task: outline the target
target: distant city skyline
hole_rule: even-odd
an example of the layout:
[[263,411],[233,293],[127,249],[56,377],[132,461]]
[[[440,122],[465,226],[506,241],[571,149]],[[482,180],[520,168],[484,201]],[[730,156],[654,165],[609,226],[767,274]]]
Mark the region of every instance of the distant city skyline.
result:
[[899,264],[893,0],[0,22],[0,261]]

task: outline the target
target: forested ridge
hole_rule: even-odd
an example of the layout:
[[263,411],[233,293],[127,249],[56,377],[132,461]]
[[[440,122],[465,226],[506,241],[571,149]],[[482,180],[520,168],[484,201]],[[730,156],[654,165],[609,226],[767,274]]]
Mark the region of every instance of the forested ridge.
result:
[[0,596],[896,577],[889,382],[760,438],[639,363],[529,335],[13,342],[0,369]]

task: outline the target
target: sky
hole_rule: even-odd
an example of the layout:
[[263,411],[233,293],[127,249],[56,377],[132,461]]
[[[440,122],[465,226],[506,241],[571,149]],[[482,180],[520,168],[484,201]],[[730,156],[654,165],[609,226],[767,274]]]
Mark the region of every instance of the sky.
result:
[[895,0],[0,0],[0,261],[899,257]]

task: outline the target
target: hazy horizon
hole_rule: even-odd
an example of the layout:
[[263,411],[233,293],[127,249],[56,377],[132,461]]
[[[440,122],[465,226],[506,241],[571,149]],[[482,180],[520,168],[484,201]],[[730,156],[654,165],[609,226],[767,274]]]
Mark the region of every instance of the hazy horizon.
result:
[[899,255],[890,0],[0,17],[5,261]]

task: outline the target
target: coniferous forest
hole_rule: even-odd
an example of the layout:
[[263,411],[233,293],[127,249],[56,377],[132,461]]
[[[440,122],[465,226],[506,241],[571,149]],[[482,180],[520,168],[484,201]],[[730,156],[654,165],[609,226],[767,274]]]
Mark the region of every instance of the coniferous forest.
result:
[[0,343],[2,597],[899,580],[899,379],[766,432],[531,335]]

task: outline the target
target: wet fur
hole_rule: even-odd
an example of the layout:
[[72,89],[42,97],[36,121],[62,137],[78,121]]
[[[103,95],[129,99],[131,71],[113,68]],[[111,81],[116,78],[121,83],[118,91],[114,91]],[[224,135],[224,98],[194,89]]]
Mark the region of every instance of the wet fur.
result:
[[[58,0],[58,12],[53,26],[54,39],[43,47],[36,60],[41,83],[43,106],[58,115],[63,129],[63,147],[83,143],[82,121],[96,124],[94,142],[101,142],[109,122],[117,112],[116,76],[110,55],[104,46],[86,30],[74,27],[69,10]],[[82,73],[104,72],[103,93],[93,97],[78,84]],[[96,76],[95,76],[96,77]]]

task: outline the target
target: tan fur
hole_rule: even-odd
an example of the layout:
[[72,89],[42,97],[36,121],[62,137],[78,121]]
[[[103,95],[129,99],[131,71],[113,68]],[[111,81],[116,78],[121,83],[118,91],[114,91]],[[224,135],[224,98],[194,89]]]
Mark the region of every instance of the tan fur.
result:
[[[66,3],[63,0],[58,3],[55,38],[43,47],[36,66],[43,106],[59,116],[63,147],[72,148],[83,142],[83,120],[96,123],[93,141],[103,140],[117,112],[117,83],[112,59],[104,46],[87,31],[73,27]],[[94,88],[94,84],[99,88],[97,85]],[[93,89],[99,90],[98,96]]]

## [What this task involves]
Show each line of the records above that contains the word "forested". Case matters.

## [Solution]
target: forested ridge
Mark the region of every instance of the forested ridge.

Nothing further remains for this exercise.